# Lee Reloading Presses



## mayor (Dec 30, 2006)

Hey just looking for a few opinions. Looking at buying a new reloading press. Looking at a Lee Challenger press(aluminum "0" frame), or The Classic Challenger Press (cast iron "0" frame). I actaully recieved the aluminum one as a gift but I was wondering if it was worth trading up to the cast iron version. I load .357, .223, .25-06 and 30-30. I load approx 1000rds a year. Will the aluminum one hold up? Let me know your experiences.
PS- My original press is a Herters bought in the early 70's I believe.
:sniper:


----------



## rasmusse (Oct 24, 2006)

I have used the Challenger press (aluminum) for over 10 years and have reloaded .38 Special, .357, .44 Mag, .30/30, .243, 6.5x55 SE, .280, 7.5x55 Swiss, .45 Colt, .30'06 and .338 WM without any problems at all. Good press, just make sure that the handle is properly mounted and tight.

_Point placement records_
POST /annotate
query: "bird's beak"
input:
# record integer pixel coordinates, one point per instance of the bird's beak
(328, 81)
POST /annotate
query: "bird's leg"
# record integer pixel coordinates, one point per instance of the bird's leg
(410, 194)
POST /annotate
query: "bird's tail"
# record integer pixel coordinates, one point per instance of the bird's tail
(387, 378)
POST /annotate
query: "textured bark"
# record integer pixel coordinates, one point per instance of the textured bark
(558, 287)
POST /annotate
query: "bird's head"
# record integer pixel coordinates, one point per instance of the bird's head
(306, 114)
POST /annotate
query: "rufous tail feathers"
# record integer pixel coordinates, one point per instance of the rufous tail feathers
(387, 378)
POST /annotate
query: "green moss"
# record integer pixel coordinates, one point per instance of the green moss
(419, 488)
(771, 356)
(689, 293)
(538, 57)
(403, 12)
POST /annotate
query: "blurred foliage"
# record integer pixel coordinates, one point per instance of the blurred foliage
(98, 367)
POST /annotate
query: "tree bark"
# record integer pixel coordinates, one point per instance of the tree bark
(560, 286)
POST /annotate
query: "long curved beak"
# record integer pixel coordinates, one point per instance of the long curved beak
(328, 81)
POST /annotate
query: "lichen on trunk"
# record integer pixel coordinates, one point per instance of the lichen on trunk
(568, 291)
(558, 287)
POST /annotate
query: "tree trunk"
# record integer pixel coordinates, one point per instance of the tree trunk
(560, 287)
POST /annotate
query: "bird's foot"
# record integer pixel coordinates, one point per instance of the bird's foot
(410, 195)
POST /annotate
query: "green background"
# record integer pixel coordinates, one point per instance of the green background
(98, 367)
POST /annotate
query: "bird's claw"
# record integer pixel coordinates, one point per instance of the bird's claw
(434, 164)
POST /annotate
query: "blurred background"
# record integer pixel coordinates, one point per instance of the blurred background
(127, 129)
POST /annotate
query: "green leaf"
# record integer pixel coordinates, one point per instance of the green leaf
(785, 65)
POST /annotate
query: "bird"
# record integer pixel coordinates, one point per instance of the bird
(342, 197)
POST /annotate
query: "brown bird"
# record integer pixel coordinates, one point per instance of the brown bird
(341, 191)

_CHALLENGES_
1/ Count how many lines of the listing contain the string "blurred", treating case as significant. Reply with the number alone.
2/ Carry the Lee reloading press thread forward from its final post.

_EXPECTED OUTPUTS_
1/ 4

2/
----------



## kdmcustom (Dec 16, 2007)

The Lee Challenger press is a quality press. I've used one for 10 years and reloading thousands of rounds on it. I used it to reload the 50 Alaskan, 416 Rigby, 458 Win Mag, 500 S&W Mag, 375 H&H and 338-06. I highly recommend it. It's very strong and light weight.


----------



## deerblazer93 (Dec 20, 2007)

my grandfather owned a gun shop for 50 years and he only used lee presses and he reloaded well over 1000 rounds a year. now my uncle has my grandfathers press and reloads 45/70 , 30/30 , 30-06 and a bunch of other bullets and the only thing that has gone wrong is the dyes got rusty from not using it for a year or so before my uncle got his hands on it. hope it helps.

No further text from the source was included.